* _INPUT RECORDS_:
○ ○ ○
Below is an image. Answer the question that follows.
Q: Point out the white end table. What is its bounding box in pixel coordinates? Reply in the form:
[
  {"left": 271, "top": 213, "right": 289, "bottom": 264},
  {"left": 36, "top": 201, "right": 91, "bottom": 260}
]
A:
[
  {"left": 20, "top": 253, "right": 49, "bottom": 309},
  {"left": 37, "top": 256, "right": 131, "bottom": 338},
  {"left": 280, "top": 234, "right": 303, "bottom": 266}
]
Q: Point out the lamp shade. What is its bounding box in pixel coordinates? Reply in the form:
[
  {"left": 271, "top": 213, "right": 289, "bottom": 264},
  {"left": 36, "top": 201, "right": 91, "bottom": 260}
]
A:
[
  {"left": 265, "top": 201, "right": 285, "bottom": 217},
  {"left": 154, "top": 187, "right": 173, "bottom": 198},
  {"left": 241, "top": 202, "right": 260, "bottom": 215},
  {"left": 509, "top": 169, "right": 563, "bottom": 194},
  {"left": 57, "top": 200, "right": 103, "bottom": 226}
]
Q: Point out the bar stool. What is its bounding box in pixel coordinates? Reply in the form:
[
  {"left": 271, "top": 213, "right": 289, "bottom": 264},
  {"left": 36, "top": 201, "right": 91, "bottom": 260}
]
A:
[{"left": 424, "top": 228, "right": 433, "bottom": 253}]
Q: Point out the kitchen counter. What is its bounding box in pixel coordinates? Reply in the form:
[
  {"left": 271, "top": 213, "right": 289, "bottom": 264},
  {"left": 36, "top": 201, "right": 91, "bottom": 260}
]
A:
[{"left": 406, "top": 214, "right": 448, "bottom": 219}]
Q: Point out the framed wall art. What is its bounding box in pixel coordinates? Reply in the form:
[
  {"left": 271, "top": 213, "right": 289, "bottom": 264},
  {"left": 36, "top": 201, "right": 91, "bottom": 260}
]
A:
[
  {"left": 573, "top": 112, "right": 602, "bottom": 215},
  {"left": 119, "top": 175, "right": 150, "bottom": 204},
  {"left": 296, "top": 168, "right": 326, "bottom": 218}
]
○ ○ ○
Work out the count of lines in the data above containing the string "What". Give it alone.

* _EXERCISE RESULT_: 5